**The tasks:**
[1] From the forum thread about collars and leads for protection dogs, copy the part that opens with the words containing "It’s hard to" and closes with "bus stop etc.".
[2] In the forum thread about collars and leads for protection dogs, what kind of collar does mike suttle suggest for Mr. Dobermann's dog, and how should it be connected?
[3] Pick up the forum thread about collars and leads for protection dogs and keep it going from its last sentence.

-- start of Quoted passage --

# Collar and lead for the "real world"?



## Bart Karmich (Jul 16, 2010)

I have a question for people that don’t just train but also prepare to employ their dog for personal protection in the “real world.” I would use myself for an example but I always seem to attract the impression of being a total nut case so instead I’ll say,

Suppose Mr. Dobermann was going to go for a walk around Apolda to make a collection after dark because it’s winter and dark early and he will take one of his dogs. But suppose also that his dog was very well trained in the modern day fashions of PSA or one of the ring sports as well as pp, since we don’t have many details about how he actually trained. Since this is not a training walk but he is actually going to use the dog for protection tonight and has to prepare for a possible encounter with an assailant, what kind of collar, harness and lead should he use?

In training we use prong collars to give us a little more control than a fur saver or flat collar but we wouldn’t do agitation work on the prong collar. If we hit the street in the real world, not training, do you take the prong collar to keep the dog best under control, or do you prepare for the kind of protection encounter that you train for in sport by using an agitation collar or harness? Or would the plan for an encounter be to drop the lead or get the dog off lead first thing?

It’s hard to hypothesize real world encounters, but people that train PP set up scenarios all the time. In a way, even the protection routines in Schutzhund are a kind of fake shadow of a real encounter. I’ve seen hidden sleeve training scenarios (on video) like where the dog is in a down at the café table with its owner when an agitated person approaches and attempts an assault. I’ve seen the walking down an alley scenario, train station, bus stop etc.

So in the real world in an encounter, is the plan to release the dog for a bite right away, or to hold the dog like in agitation? The scenarios I’ve seen were bite right away and the dog was either off lead or the person dropped the lead at the moment of the attack but they didn’t have to be done that way (I’m not saying how they should have been done differently, I’m asking).

Would you prepare to release the dog to launch a counter offensive attack or to defensively guard the space around you, keeping the dog on lead? The prong collar is not ideal for the latter scenario but neither is it necessary to have a huge padded agitation harness. What would you walk the trained dog on? If you planned to have the dog go off lead, would you use a quick release or just drop the lead and join the fight/flight?

Since PSD's and security dogs have a lot more encounters than most trained PPD's, maybe someone that prepares to employ their PSD can answer. I think a lot of PSD's are sent off lead, but if they're kept close for handler defense or to guard a suspect that's been apprehended, would you do it on a prong collar or what?


----------



## mike suttle (Feb 19, 2008)

Well, if Mr Dobermann is walking a Dobermann on the leash, I would suggest a chain collar connected in the live ring. This way when the bad guy shows up and the dog tries to run away, the handler can prevent the dog from slipping his little head out of the collar and running for the hills. If the dog is not wearing a chain collar, he will slip the flat collar and it may take hours to find the dog.

-- end of Quoted passage --
-- start of Supplied records --

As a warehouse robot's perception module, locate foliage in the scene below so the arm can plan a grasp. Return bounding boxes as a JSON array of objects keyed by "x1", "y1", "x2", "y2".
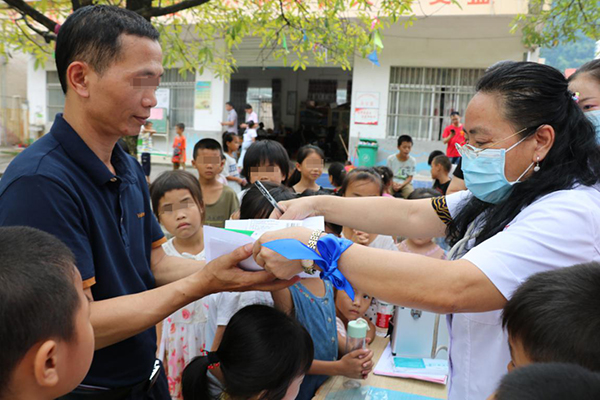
[
  {"x1": 0, "y1": 0, "x2": 414, "y2": 78},
  {"x1": 540, "y1": 37, "x2": 596, "y2": 72},
  {"x1": 512, "y1": 0, "x2": 600, "y2": 47}
]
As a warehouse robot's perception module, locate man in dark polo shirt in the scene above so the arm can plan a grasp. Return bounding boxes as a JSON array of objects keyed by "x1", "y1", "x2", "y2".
[{"x1": 0, "y1": 6, "x2": 289, "y2": 400}]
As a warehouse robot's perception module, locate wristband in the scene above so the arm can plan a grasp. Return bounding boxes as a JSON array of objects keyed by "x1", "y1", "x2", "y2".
[{"x1": 263, "y1": 235, "x2": 354, "y2": 301}]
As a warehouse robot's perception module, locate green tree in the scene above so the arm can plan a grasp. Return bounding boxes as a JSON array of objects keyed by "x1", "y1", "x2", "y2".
[
  {"x1": 512, "y1": 0, "x2": 600, "y2": 47},
  {"x1": 0, "y1": 0, "x2": 414, "y2": 78}
]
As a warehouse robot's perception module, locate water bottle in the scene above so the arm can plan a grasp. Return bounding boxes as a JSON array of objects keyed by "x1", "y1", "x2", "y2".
[{"x1": 344, "y1": 318, "x2": 369, "y2": 388}]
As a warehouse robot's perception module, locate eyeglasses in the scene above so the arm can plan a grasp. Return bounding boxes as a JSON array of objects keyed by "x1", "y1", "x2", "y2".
[
  {"x1": 158, "y1": 199, "x2": 196, "y2": 215},
  {"x1": 456, "y1": 125, "x2": 542, "y2": 160}
]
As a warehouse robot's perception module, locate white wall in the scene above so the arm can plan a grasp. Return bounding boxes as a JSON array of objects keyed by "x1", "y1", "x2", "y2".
[
  {"x1": 231, "y1": 67, "x2": 352, "y2": 127},
  {"x1": 350, "y1": 16, "x2": 527, "y2": 162},
  {"x1": 27, "y1": 57, "x2": 47, "y2": 125}
]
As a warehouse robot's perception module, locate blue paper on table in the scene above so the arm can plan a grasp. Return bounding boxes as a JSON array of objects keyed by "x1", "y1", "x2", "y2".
[
  {"x1": 394, "y1": 357, "x2": 425, "y2": 368},
  {"x1": 325, "y1": 386, "x2": 438, "y2": 400}
]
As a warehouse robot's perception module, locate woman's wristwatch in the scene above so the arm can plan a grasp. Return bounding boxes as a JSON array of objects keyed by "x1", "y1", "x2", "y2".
[{"x1": 302, "y1": 229, "x2": 323, "y2": 275}]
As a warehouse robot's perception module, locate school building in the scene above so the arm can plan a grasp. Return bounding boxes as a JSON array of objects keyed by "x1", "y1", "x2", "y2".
[{"x1": 27, "y1": 0, "x2": 538, "y2": 173}]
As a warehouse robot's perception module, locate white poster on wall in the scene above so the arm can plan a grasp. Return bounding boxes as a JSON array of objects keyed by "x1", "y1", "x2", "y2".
[{"x1": 353, "y1": 92, "x2": 379, "y2": 125}]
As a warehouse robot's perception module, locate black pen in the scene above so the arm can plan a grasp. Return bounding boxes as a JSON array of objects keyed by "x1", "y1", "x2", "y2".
[{"x1": 254, "y1": 181, "x2": 283, "y2": 215}]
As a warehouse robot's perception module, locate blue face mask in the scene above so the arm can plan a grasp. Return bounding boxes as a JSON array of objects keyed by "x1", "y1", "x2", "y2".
[
  {"x1": 456, "y1": 136, "x2": 534, "y2": 204},
  {"x1": 585, "y1": 110, "x2": 600, "y2": 144}
]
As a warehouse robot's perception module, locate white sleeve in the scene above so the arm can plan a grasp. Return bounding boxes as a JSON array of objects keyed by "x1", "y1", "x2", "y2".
[
  {"x1": 462, "y1": 190, "x2": 600, "y2": 299},
  {"x1": 216, "y1": 292, "x2": 240, "y2": 326}
]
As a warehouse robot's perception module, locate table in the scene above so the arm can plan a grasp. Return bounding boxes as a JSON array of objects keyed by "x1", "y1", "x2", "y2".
[{"x1": 314, "y1": 336, "x2": 448, "y2": 400}]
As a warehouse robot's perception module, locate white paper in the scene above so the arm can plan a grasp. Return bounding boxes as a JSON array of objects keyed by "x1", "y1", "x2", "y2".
[
  {"x1": 373, "y1": 343, "x2": 448, "y2": 385},
  {"x1": 203, "y1": 217, "x2": 325, "y2": 278},
  {"x1": 225, "y1": 217, "x2": 325, "y2": 239}
]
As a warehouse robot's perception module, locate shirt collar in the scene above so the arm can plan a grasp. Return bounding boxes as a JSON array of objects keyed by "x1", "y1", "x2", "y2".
[{"x1": 49, "y1": 113, "x2": 134, "y2": 185}]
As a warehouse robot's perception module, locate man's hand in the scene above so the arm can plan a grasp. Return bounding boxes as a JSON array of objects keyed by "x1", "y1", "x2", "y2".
[
  {"x1": 195, "y1": 244, "x2": 298, "y2": 295},
  {"x1": 339, "y1": 349, "x2": 373, "y2": 379}
]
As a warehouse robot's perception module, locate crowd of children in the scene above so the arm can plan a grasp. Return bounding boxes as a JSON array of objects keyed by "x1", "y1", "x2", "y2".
[{"x1": 0, "y1": 113, "x2": 600, "y2": 400}]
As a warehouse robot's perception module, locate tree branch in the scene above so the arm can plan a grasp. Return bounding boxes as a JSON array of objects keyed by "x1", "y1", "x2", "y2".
[
  {"x1": 4, "y1": 0, "x2": 57, "y2": 34},
  {"x1": 136, "y1": 0, "x2": 210, "y2": 18}
]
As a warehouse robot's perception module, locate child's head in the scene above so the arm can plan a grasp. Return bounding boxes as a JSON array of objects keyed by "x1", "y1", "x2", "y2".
[
  {"x1": 327, "y1": 162, "x2": 346, "y2": 188},
  {"x1": 182, "y1": 305, "x2": 314, "y2": 400},
  {"x1": 431, "y1": 155, "x2": 452, "y2": 179},
  {"x1": 398, "y1": 135, "x2": 412, "y2": 157},
  {"x1": 243, "y1": 140, "x2": 290, "y2": 184},
  {"x1": 339, "y1": 167, "x2": 383, "y2": 197},
  {"x1": 223, "y1": 132, "x2": 240, "y2": 153},
  {"x1": 502, "y1": 262, "x2": 600, "y2": 371},
  {"x1": 150, "y1": 170, "x2": 204, "y2": 239},
  {"x1": 450, "y1": 111, "x2": 460, "y2": 126},
  {"x1": 289, "y1": 144, "x2": 325, "y2": 186},
  {"x1": 335, "y1": 288, "x2": 373, "y2": 323},
  {"x1": 427, "y1": 150, "x2": 444, "y2": 167},
  {"x1": 192, "y1": 139, "x2": 223, "y2": 180},
  {"x1": 0, "y1": 227, "x2": 94, "y2": 399},
  {"x1": 240, "y1": 181, "x2": 296, "y2": 219},
  {"x1": 374, "y1": 165, "x2": 394, "y2": 193},
  {"x1": 569, "y1": 59, "x2": 600, "y2": 112},
  {"x1": 488, "y1": 363, "x2": 600, "y2": 400}
]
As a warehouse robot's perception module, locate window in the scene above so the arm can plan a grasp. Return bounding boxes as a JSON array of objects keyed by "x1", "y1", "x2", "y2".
[
  {"x1": 159, "y1": 68, "x2": 196, "y2": 127},
  {"x1": 46, "y1": 71, "x2": 65, "y2": 122},
  {"x1": 244, "y1": 87, "x2": 274, "y2": 129},
  {"x1": 387, "y1": 67, "x2": 485, "y2": 140}
]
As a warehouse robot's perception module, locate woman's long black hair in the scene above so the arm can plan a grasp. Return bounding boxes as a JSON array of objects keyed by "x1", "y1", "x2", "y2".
[
  {"x1": 181, "y1": 305, "x2": 314, "y2": 400},
  {"x1": 447, "y1": 62, "x2": 600, "y2": 244}
]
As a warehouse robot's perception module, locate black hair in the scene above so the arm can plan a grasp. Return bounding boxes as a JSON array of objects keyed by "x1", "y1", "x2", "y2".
[
  {"x1": 427, "y1": 150, "x2": 444, "y2": 166},
  {"x1": 0, "y1": 226, "x2": 81, "y2": 392},
  {"x1": 338, "y1": 167, "x2": 384, "y2": 196},
  {"x1": 240, "y1": 182, "x2": 296, "y2": 219},
  {"x1": 327, "y1": 162, "x2": 346, "y2": 187},
  {"x1": 502, "y1": 262, "x2": 600, "y2": 371},
  {"x1": 54, "y1": 5, "x2": 159, "y2": 94},
  {"x1": 150, "y1": 170, "x2": 204, "y2": 221},
  {"x1": 447, "y1": 62, "x2": 600, "y2": 244},
  {"x1": 181, "y1": 305, "x2": 314, "y2": 400},
  {"x1": 407, "y1": 188, "x2": 440, "y2": 200},
  {"x1": 288, "y1": 144, "x2": 325, "y2": 187},
  {"x1": 223, "y1": 132, "x2": 237, "y2": 151},
  {"x1": 242, "y1": 139, "x2": 290, "y2": 182},
  {"x1": 297, "y1": 188, "x2": 344, "y2": 237},
  {"x1": 192, "y1": 138, "x2": 223, "y2": 160},
  {"x1": 431, "y1": 154, "x2": 452, "y2": 173},
  {"x1": 494, "y1": 363, "x2": 600, "y2": 400},
  {"x1": 569, "y1": 59, "x2": 600, "y2": 85},
  {"x1": 373, "y1": 165, "x2": 394, "y2": 190},
  {"x1": 398, "y1": 135, "x2": 412, "y2": 147}
]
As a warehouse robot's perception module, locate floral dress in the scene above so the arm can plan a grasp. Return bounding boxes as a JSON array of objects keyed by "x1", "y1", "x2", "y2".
[{"x1": 158, "y1": 239, "x2": 208, "y2": 400}]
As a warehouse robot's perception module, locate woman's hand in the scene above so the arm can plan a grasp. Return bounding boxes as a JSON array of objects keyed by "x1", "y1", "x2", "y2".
[
  {"x1": 253, "y1": 227, "x2": 312, "y2": 279},
  {"x1": 269, "y1": 196, "x2": 327, "y2": 219}
]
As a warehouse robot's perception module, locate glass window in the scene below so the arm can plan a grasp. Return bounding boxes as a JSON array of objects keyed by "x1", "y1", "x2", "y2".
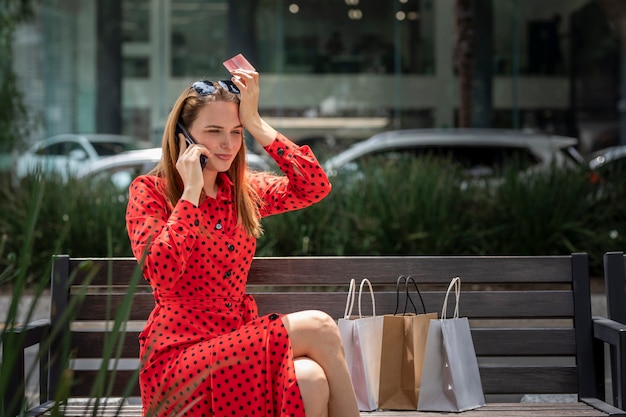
[
  {"x1": 256, "y1": 0, "x2": 433, "y2": 74},
  {"x1": 122, "y1": 56, "x2": 150, "y2": 78},
  {"x1": 122, "y1": 0, "x2": 150, "y2": 42}
]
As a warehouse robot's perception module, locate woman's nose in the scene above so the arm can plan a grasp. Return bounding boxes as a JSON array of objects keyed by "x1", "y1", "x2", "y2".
[{"x1": 220, "y1": 134, "x2": 233, "y2": 149}]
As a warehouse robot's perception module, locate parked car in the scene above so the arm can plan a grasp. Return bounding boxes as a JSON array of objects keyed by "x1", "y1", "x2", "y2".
[
  {"x1": 589, "y1": 145, "x2": 626, "y2": 177},
  {"x1": 588, "y1": 145, "x2": 626, "y2": 200},
  {"x1": 15, "y1": 133, "x2": 138, "y2": 178},
  {"x1": 324, "y1": 129, "x2": 584, "y2": 178},
  {"x1": 77, "y1": 147, "x2": 270, "y2": 190}
]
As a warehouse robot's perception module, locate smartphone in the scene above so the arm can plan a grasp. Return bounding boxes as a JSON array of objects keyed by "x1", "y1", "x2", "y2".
[{"x1": 176, "y1": 121, "x2": 209, "y2": 169}]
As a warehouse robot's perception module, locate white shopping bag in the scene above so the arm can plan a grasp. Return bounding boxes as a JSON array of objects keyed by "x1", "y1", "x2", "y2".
[
  {"x1": 338, "y1": 279, "x2": 383, "y2": 411},
  {"x1": 418, "y1": 277, "x2": 485, "y2": 412}
]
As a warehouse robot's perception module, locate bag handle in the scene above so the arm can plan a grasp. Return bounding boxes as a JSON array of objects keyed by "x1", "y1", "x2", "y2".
[
  {"x1": 393, "y1": 275, "x2": 426, "y2": 316},
  {"x1": 359, "y1": 278, "x2": 376, "y2": 318},
  {"x1": 441, "y1": 277, "x2": 461, "y2": 319},
  {"x1": 343, "y1": 278, "x2": 356, "y2": 319}
]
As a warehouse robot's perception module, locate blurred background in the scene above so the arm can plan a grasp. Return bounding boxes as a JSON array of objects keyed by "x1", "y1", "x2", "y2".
[
  {"x1": 0, "y1": 0, "x2": 626, "y2": 283},
  {"x1": 0, "y1": 0, "x2": 626, "y2": 153}
]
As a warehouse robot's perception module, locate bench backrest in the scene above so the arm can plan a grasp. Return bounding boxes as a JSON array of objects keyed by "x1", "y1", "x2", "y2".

-- end of Supplied records --

**Responses to the tasks:**
[1]
It’s hard to hypothesize real world encounters, but people that train PP set up scenarios all the time. In a way, even the protection routines in Schutzhund are a kind of fake shadow of a real encounter. I’ve seen hidden sleeve training scenarios (on video) like where the dog is in a down at the café table with its owner when an agitated person approaches and attempts an assault. I’ve seen the walking down an alley scenario, train station, bus stop etc.

[2] A chain collar connected in the live ring.

[3]
If it is a well trained Mali or GSD, then I would not use a collar at all. Any collar will give the bad guy something to hang the dog with. I have had a few accidental bites and each time I was able to lift the dog by the collar to get him to release, no collar would have made that much harder for me to have done.


----------



## Bart Karmich (Jul 16, 2010)

I just can't win.

So no collar at all is the best deal for a fight, but what's the Mali going to do when it sees a cat on his walk? Maintain precision competition heeling the whole night?

The real world is a compromise of the gear we use for training and the gear we'd want if we knew a we were going into the ring for a fight. You could say "it doesn't matter" because the dog has to work with whatever he's given but there's still an intelligent choice. A K9 handler has to decide what he's going out on patrol with, and the PPD employer has to decide what he's going for a walk with.


----------



## mike suttle (Feb 19, 2008)

LOL, you are the one who said the dog was "very well trained". So while I would not expect focused healing all night, I would expect a "very well trained" dog not to chase a cat if I told him to leave it alone. 
The truth is that if I knew for 100% sure that I was going to be attacked by someone as you say in this scenario, I would not take a dog at all, I would leave the dog at home and I would take a gun.
But thats just me, I cant speak for anyone else. I trust my abilities with a gun far more than any dog.


----------



## Bart Karmich (Jul 16, 2010)

These PSD's are wearing fur savers and an agitation collar on patrol:
http://upload.wikimedia.org/wikipedia/commons/5/57/Swedish_police_dogs.jpg

This one is agitated on a choke chain, not on the live ring:
http://www.pbase.com/image/17658594

This one looks like an e-collar and an agitation harness:
http://www.policek9.com/html/courses.html

I see some patrol dogs in vest type harnesses.

I see a lot of PSD's on choke chains and fur savers but I think there is a large portion of them that are more likely to be doing detection work than getting in confrontations with suspects.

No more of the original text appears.